Wherever the string "target" appears in the listing, copy that line.

:: TASK INPUTS ::

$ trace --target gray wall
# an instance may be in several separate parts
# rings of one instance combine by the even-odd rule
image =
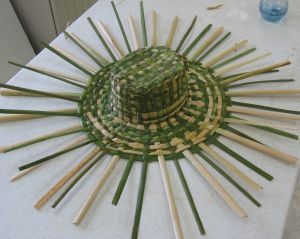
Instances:
[[[96,0],[11,0],[28,39],[38,53]]]
[[[50,42],[57,34],[49,0],[11,0],[27,37],[36,52],[40,42]]]
[[[0,0],[0,82],[8,81],[19,69],[7,63],[27,63],[34,56],[30,43],[9,2]]]

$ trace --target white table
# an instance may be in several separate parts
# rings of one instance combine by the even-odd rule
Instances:
[[[224,3],[223,8],[216,11],[207,11],[206,6],[211,3],[211,1],[207,0],[145,0],[144,6],[148,29],[150,29],[150,12],[151,10],[157,10],[159,17],[158,29],[160,32],[159,42],[164,43],[169,31],[170,22],[173,16],[177,14],[180,16],[180,34],[177,33],[175,36],[175,43],[177,44],[193,16],[198,14],[199,19],[197,21],[196,30],[193,32],[193,36],[210,22],[213,23],[214,26],[224,25],[226,30],[231,30],[233,33],[231,37],[232,40],[228,41],[227,44],[224,44],[225,46],[235,40],[247,38],[250,45],[257,46],[257,52],[273,52],[273,56],[270,59],[262,61],[265,65],[276,61],[279,62],[286,58],[292,61],[293,64],[291,66],[282,69],[277,75],[270,74],[260,76],[260,79],[277,79],[280,77],[295,78],[297,81],[294,84],[284,84],[284,86],[274,84],[272,86],[274,88],[300,88],[300,81],[298,80],[300,76],[300,2],[290,1],[288,17],[278,24],[271,24],[262,20],[258,12],[258,1],[223,0],[222,2]],[[120,1],[120,4],[117,4],[117,7],[120,16],[123,19],[127,35],[130,36],[128,23],[125,20],[125,17],[128,14],[131,14],[137,20],[136,23],[139,24],[138,1]],[[88,16],[95,20],[101,19],[107,24],[111,32],[115,36],[118,36],[123,49],[126,49],[119,28],[116,25],[116,20],[109,1],[99,1],[70,27],[70,30],[80,36],[85,36],[87,42],[105,55],[105,50],[86,21],[86,17]],[[150,37],[149,31],[150,30],[148,30],[148,37]],[[129,39],[130,43],[132,43],[130,37]],[[65,49],[72,50],[76,55],[93,64],[93,62],[82,54],[76,46],[69,40],[66,40],[62,35],[55,39],[54,43],[59,44]],[[39,66],[47,66],[48,68],[56,69],[57,71],[65,71],[78,75],[81,74],[77,69],[58,59],[54,54],[47,50],[42,51],[31,63]],[[253,68],[259,67],[259,65],[260,64],[257,63],[253,65]],[[78,91],[76,87],[70,87],[67,84],[26,70],[20,71],[11,79],[10,83],[49,91]],[[266,87],[253,86],[252,88]],[[276,105],[283,108],[300,109],[299,103],[297,102],[299,101],[299,97],[262,97],[260,99],[251,99],[251,101],[273,106]],[[15,107],[50,110],[66,108],[71,105],[72,103],[63,100],[48,98],[40,98],[38,100],[13,97],[0,98],[1,108]],[[0,125],[0,145],[11,144],[24,138],[31,138],[35,135],[51,132],[58,128],[63,128],[66,125],[69,125],[70,122],[75,122],[76,120],[77,119],[68,117],[51,117],[33,121],[3,123]],[[299,155],[298,142],[267,134],[259,130],[253,130],[249,127],[244,127],[244,130],[251,136],[264,140],[272,147],[285,152],[290,152],[293,155]],[[39,170],[31,173],[31,175],[22,178],[20,181],[13,184],[9,183],[8,179],[17,171],[18,166],[58,150],[76,137],[78,137],[78,135],[67,136],[0,156],[1,238],[116,239],[130,237],[141,169],[141,164],[139,163],[134,165],[119,205],[114,207],[110,202],[125,166],[125,161],[120,161],[105,188],[98,195],[92,209],[89,211],[82,224],[77,227],[72,225],[72,219],[77,214],[87,193],[100,177],[104,167],[109,162],[109,158],[104,159],[97,167],[95,167],[89,176],[85,177],[84,180],[77,185],[76,189],[68,195],[67,200],[65,200],[56,210],[51,209],[48,204],[40,211],[36,211],[33,208],[33,204],[67,172],[70,166],[75,165],[76,162],[83,157],[90,146],[76,150],[68,155],[59,157],[58,159],[54,159]],[[294,166],[286,165],[276,159],[254,152],[246,147],[227,140],[222,141],[230,143],[234,150],[237,150],[251,162],[270,172],[275,179],[272,182],[268,182],[251,170],[238,164],[234,159],[227,157],[238,168],[242,169],[246,174],[253,177],[253,179],[264,186],[264,190],[259,193],[249,190],[263,205],[261,208],[256,208],[249,200],[208,166],[208,169],[212,174],[222,182],[230,194],[237,199],[242,207],[248,212],[249,217],[247,219],[240,219],[231,212],[212,188],[202,179],[201,175],[199,175],[187,162],[182,161],[182,168],[187,175],[187,181],[207,231],[205,238],[281,238],[299,164]],[[168,162],[167,166],[170,171],[174,194],[176,195],[176,204],[178,206],[185,238],[199,238],[200,234],[176,174],[174,164]],[[139,236],[143,239],[174,238],[169,209],[157,163],[151,163],[149,165]]]

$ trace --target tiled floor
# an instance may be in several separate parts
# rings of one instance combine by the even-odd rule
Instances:
[[[283,239],[300,238],[300,177],[291,203]]]

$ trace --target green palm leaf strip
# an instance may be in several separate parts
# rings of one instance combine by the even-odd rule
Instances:
[[[87,18],[88,22],[90,23],[91,27],[93,28],[94,32],[96,33],[97,37],[99,38],[99,40],[101,41],[101,43],[103,44],[104,48],[106,49],[106,51],[108,52],[108,54],[110,55],[111,59],[116,62],[117,58],[115,57],[114,53],[111,51],[111,49],[109,48],[109,46],[107,45],[106,41],[104,40],[103,36],[101,35],[101,33],[98,31],[97,27],[95,26],[95,23],[93,22],[93,20],[88,17]]]
[[[230,177],[218,165],[216,165],[213,161],[211,161],[208,157],[206,157],[206,155],[204,155],[201,151],[197,152],[197,154],[202,159],[204,159],[211,167],[213,167],[218,173],[220,173],[224,178],[226,178],[237,190],[239,190],[242,194],[244,194],[257,207],[261,206],[261,204],[253,196],[251,196],[250,193],[248,193],[243,187],[241,187],[232,177]]]
[[[266,72],[260,73],[258,75],[269,74],[269,73],[276,73],[276,72],[279,72],[279,70],[275,69],[275,70],[271,70],[271,71],[266,71]],[[233,77],[245,74],[245,73],[249,73],[249,72],[246,71],[246,72],[236,73],[236,74],[232,74],[232,75],[228,75],[228,76],[222,76],[222,77],[220,77],[220,80],[221,81],[227,80],[227,79],[230,79],[230,78],[233,78]],[[226,86],[226,87],[228,87],[228,86]]]
[[[246,74],[243,74],[243,75],[240,75],[240,76],[236,76],[234,78],[230,78],[230,79],[224,80],[224,81],[221,82],[221,84],[222,85],[232,84],[234,82],[237,82],[237,81],[240,81],[240,80],[244,80],[244,79],[247,79],[249,77],[257,76],[257,75],[260,75],[262,73],[269,72],[272,69],[276,69],[276,68],[280,68],[280,67],[283,67],[283,66],[287,66],[289,64],[291,64],[290,61],[284,61],[284,62],[279,62],[279,63],[273,64],[273,65],[269,65],[269,66],[265,66],[265,67],[260,67],[258,69],[252,70],[252,71],[250,71],[250,72],[248,72]]]
[[[140,14],[141,14],[141,24],[142,24],[142,32],[143,32],[143,42],[144,42],[144,47],[146,47],[148,46],[148,41],[147,41],[147,30],[146,30],[146,23],[145,23],[145,12],[144,12],[143,1],[140,1]]]
[[[284,137],[287,137],[287,138],[290,138],[290,139],[294,139],[294,140],[299,139],[298,135],[291,134],[291,133],[285,132],[285,131],[280,130],[280,129],[275,129],[275,128],[268,127],[268,126],[259,126],[259,125],[252,125],[252,127],[255,127],[255,128],[258,128],[258,129],[261,129],[261,130],[264,130],[264,131],[267,131],[267,132],[270,132],[270,133],[273,133],[273,134],[278,134],[280,136],[284,136]]]
[[[64,199],[64,197],[72,190],[72,188],[80,181],[80,179],[87,174],[87,172],[93,168],[96,163],[103,158],[105,152],[101,152],[88,166],[86,166],[78,175],[73,179],[73,181],[69,184],[69,186],[58,196],[58,198],[51,205],[52,208],[56,208],[56,206]]]
[[[185,42],[185,40],[187,39],[187,37],[190,35],[191,31],[193,30],[195,23],[197,20],[197,15],[194,17],[191,25],[189,26],[189,28],[187,29],[187,31],[185,32],[185,34],[183,35],[182,39],[180,40],[177,48],[176,48],[176,52],[179,52],[181,47],[183,46],[183,43]]]
[[[42,111],[42,110],[15,110],[15,109],[0,109],[0,113],[4,114],[30,114],[30,115],[47,115],[47,116],[79,116],[77,111]]]
[[[78,148],[80,148],[80,147],[83,147],[83,146],[88,145],[88,144],[90,144],[90,143],[92,143],[92,142],[95,142],[95,141],[96,141],[96,139],[88,140],[88,141],[85,141],[85,142],[83,142],[83,143],[81,143],[81,144],[77,144],[77,145],[72,146],[72,147],[69,147],[69,148],[67,148],[67,149],[58,151],[58,152],[56,152],[56,153],[54,153],[54,154],[48,155],[48,156],[43,157],[43,158],[41,158],[41,159],[35,160],[35,161],[31,162],[31,163],[25,164],[25,165],[19,167],[19,170],[22,171],[22,170],[25,170],[25,169],[27,169],[27,168],[31,168],[31,167],[33,167],[33,166],[35,166],[35,165],[38,165],[38,164],[41,164],[41,163],[43,163],[43,162],[49,161],[50,159],[54,159],[54,158],[56,158],[56,157],[58,157],[58,156],[61,156],[61,155],[65,154],[65,153],[68,153],[68,152],[70,152],[70,151],[73,151],[73,150],[75,150],[75,149],[78,149]]]
[[[117,190],[115,192],[114,198],[112,200],[112,204],[115,205],[115,206],[118,204],[118,202],[120,200],[120,197],[121,197],[122,192],[124,190],[124,187],[125,187],[125,184],[127,182],[127,179],[128,179],[129,174],[130,174],[133,163],[134,163],[134,157],[131,157],[127,161],[126,167],[123,171],[123,174],[121,176],[121,179],[120,179],[120,182],[118,184]]]
[[[187,182],[185,180],[185,177],[184,177],[184,174],[183,174],[182,169],[180,167],[180,164],[178,162],[178,159],[174,159],[174,163],[175,163],[175,167],[176,167],[178,176],[180,178],[182,187],[184,189],[185,195],[186,195],[186,197],[187,197],[187,199],[189,201],[189,204],[190,204],[191,210],[193,212],[195,221],[196,221],[198,229],[200,231],[200,234],[204,235],[205,234],[204,226],[203,226],[202,221],[200,219],[200,216],[198,214],[198,210],[197,210],[196,205],[194,203],[193,196],[192,196],[192,194],[191,194],[191,192],[189,190],[189,186],[188,186],[188,184],[187,184]]]
[[[99,54],[98,51],[94,50],[93,47],[88,45],[85,41],[83,41],[81,38],[79,38],[74,32],[72,32],[72,35],[76,38],[76,40],[85,48],[87,49],[94,57],[100,61],[102,65],[108,65],[110,62]]]
[[[245,120],[244,118],[240,118],[240,117],[235,117],[235,116],[231,116],[231,117],[235,118],[235,119]],[[296,135],[296,134],[292,134],[292,133],[289,133],[289,132],[286,132],[286,131],[283,131],[283,130],[280,130],[280,129],[276,129],[276,128],[273,128],[273,127],[260,126],[260,125],[250,125],[250,124],[247,125],[247,126],[254,127],[254,128],[257,128],[257,129],[261,129],[261,130],[264,130],[264,131],[267,131],[267,132],[270,132],[270,133],[273,133],[273,134],[277,134],[277,135],[280,135],[280,136],[283,136],[283,137],[287,137],[287,138],[290,138],[290,139],[295,139],[295,140],[299,139],[299,136]]]
[[[57,80],[63,81],[65,83],[68,83],[70,85],[75,85],[75,86],[78,86],[78,87],[84,88],[84,89],[86,88],[84,85],[82,85],[80,83],[73,82],[73,81],[65,79],[63,77],[60,77],[60,76],[57,76],[57,75],[54,75],[54,74],[50,74],[48,72],[45,72],[45,71],[42,71],[42,70],[30,67],[30,66],[21,65],[19,63],[12,62],[12,61],[9,61],[8,63],[12,64],[12,65],[15,65],[15,66],[18,66],[18,67],[21,67],[21,68],[24,68],[26,70],[30,70],[30,71],[33,71],[33,72],[36,72],[36,73],[39,73],[39,74],[42,74],[42,75],[45,75],[45,76],[49,76],[49,77],[55,78]]]
[[[223,80],[227,80],[227,79],[230,79],[232,77],[236,77],[236,76],[239,76],[239,75],[242,75],[242,74],[245,74],[247,72],[241,72],[241,73],[236,73],[236,74],[232,74],[232,75],[228,75],[228,76],[222,76],[222,77],[219,77],[219,80],[220,81],[223,81]]]
[[[218,69],[222,66],[228,65],[229,63],[231,63],[233,61],[236,61],[236,60],[240,59],[241,57],[247,56],[248,54],[254,52],[255,50],[256,50],[255,47],[251,48],[251,49],[248,49],[248,50],[245,50],[245,51],[241,52],[240,54],[237,54],[233,57],[230,57],[227,60],[224,60],[224,61],[220,62],[219,64],[213,66],[212,69],[216,70],[216,69]]]
[[[32,145],[32,144],[40,143],[40,142],[43,142],[43,141],[46,141],[46,140],[49,140],[49,139],[54,139],[54,138],[58,138],[58,137],[62,137],[62,136],[70,135],[70,134],[76,134],[76,133],[80,133],[80,132],[86,132],[86,131],[88,131],[88,129],[78,128],[78,129],[73,129],[73,130],[69,130],[69,131],[66,131],[66,132],[62,132],[62,133],[53,133],[53,134],[48,135],[48,136],[37,137],[35,139],[28,140],[24,143],[19,143],[15,146],[8,147],[8,148],[4,149],[2,152],[6,153],[6,152],[10,152],[10,151],[13,151],[13,150],[16,150],[16,149],[20,149],[20,148],[23,148],[23,147],[26,147],[26,146],[29,146],[29,145]]]
[[[89,76],[93,76],[93,73],[91,73],[90,71],[88,71],[87,69],[85,69],[84,67],[82,67],[81,65],[79,65],[78,63],[76,63],[75,61],[73,61],[72,59],[67,57],[66,55],[64,55],[63,53],[61,53],[60,51],[56,50],[52,46],[50,46],[44,42],[42,42],[41,44],[44,47],[46,47],[48,50],[52,51],[54,54],[58,55],[60,58],[64,59],[66,62],[69,62],[71,65],[75,66],[77,69],[84,72],[85,74],[87,74]]]
[[[40,90],[32,90],[32,89],[19,87],[19,86],[7,85],[7,84],[3,84],[3,83],[0,83],[0,87],[6,88],[6,89],[11,89],[11,90],[27,92],[27,93],[32,93],[32,94],[41,95],[41,96],[47,96],[47,97],[52,97],[52,98],[68,100],[68,101],[77,102],[77,103],[81,102],[80,99],[76,99],[74,97],[59,95],[59,94],[55,94],[55,93],[49,93],[49,92],[40,91]]]
[[[127,39],[125,30],[124,30],[124,28],[123,28],[122,21],[121,21],[121,19],[120,19],[119,13],[118,13],[118,11],[117,11],[116,5],[115,5],[115,3],[114,3],[113,1],[111,1],[111,5],[112,5],[112,8],[113,8],[114,13],[115,13],[115,15],[116,15],[116,18],[117,18],[117,21],[118,21],[118,24],[119,24],[119,27],[120,27],[122,36],[123,36],[123,38],[124,38],[124,41],[125,41],[125,44],[126,44],[126,47],[127,47],[127,50],[128,50],[128,52],[131,52],[131,48],[130,48],[130,45],[129,45],[129,42],[128,42],[128,39]]]
[[[143,161],[143,165],[142,165],[141,178],[140,178],[140,184],[139,184],[139,189],[138,189],[138,196],[137,196],[136,209],[135,209],[135,215],[134,215],[134,224],[133,224],[133,229],[132,229],[132,234],[131,234],[132,239],[138,238],[141,213],[142,213],[142,207],[143,207],[144,192],[145,192],[145,184],[146,184],[146,178],[147,178],[147,169],[148,169],[148,160],[145,157],[145,159]]]
[[[227,89],[241,87],[241,86],[245,86],[245,85],[253,85],[253,84],[286,83],[286,82],[292,82],[292,81],[295,81],[295,80],[294,79],[278,79],[278,80],[250,81],[250,82],[245,82],[245,83],[240,83],[240,84],[229,85],[229,86],[227,86]]]
[[[252,141],[255,141],[255,142],[257,142],[257,143],[260,143],[260,144],[265,145],[264,143],[262,143],[262,142],[260,142],[260,141],[258,141],[258,140],[256,140],[256,139],[250,137],[249,135],[244,134],[243,132],[241,132],[241,131],[239,131],[239,130],[237,130],[237,129],[235,129],[235,128],[230,127],[228,124],[222,125],[222,128],[223,128],[223,129],[227,129],[227,130],[231,131],[232,133],[235,133],[235,134],[237,134],[237,135],[239,135],[239,136],[241,136],[241,137],[244,137],[244,138],[246,138],[246,139],[250,139],[250,140],[252,140]]]
[[[257,167],[256,165],[254,165],[253,163],[251,163],[250,161],[248,161],[247,159],[245,159],[244,157],[242,157],[241,155],[239,155],[238,153],[236,153],[235,151],[233,151],[232,149],[230,149],[229,147],[227,147],[220,141],[215,139],[214,141],[212,141],[212,144],[217,146],[219,149],[223,150],[225,153],[227,153],[231,157],[235,158],[240,163],[244,164],[246,167],[252,169],[254,172],[256,172],[260,176],[264,177],[265,179],[267,179],[269,181],[271,181],[273,179],[273,176],[271,176],[270,174],[268,174],[261,168]]]
[[[231,101],[231,104],[238,105],[238,106],[244,106],[244,107],[250,107],[250,108],[256,108],[256,109],[262,109],[262,110],[269,110],[269,111],[276,111],[276,112],[282,112],[282,113],[300,115],[300,111],[286,110],[286,109],[280,109],[280,108],[270,107],[270,106],[264,106],[264,105],[257,105],[257,104],[251,104],[251,103],[243,103],[243,102],[238,102],[238,101]]]
[[[202,61],[205,57],[207,57],[213,50],[215,50],[223,41],[225,41],[229,36],[231,32],[226,33],[219,41],[217,41],[214,45],[212,45],[206,52],[203,53],[203,55],[197,59],[197,61]]]
[[[212,27],[212,24],[207,25],[198,36],[192,41],[192,43],[186,48],[186,50],[182,53],[183,56],[189,54],[189,52],[195,47],[195,45],[205,36],[205,34]]]
[[[79,41],[77,41],[71,34],[67,31],[63,31],[63,33],[70,38],[81,50],[83,50],[98,66],[103,67],[102,63],[93,55],[90,51],[88,51]]]

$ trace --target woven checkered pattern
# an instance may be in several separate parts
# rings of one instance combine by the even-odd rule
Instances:
[[[159,61],[157,55],[165,60]],[[160,65],[166,69],[161,74]],[[147,155],[150,161],[157,160],[156,155],[180,158],[183,150],[193,151],[216,135],[224,97],[218,81],[200,63],[186,61],[164,47],[143,48],[107,65],[91,79],[83,97],[82,122],[98,146],[111,154],[136,160]],[[156,115],[151,114],[154,106]],[[159,115],[160,111],[165,114]],[[145,114],[148,118],[136,118]]]
[[[162,121],[187,100],[185,59],[164,47],[142,48],[111,69],[111,107],[131,122]]]

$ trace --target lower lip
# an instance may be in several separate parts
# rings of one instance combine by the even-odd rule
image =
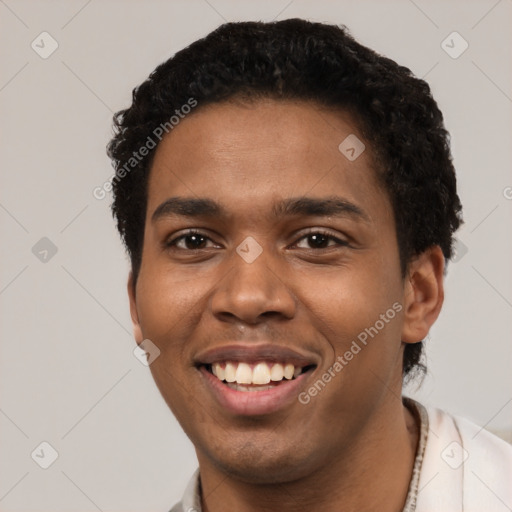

:::

EXERCISE OUTPUT
$ trace --target gray wall
$ trace --target white table
$ trace --target tiled floor
$ trace --target green palm leaf strip
$ trace --target woven checkered pattern
$ trace --target lower lip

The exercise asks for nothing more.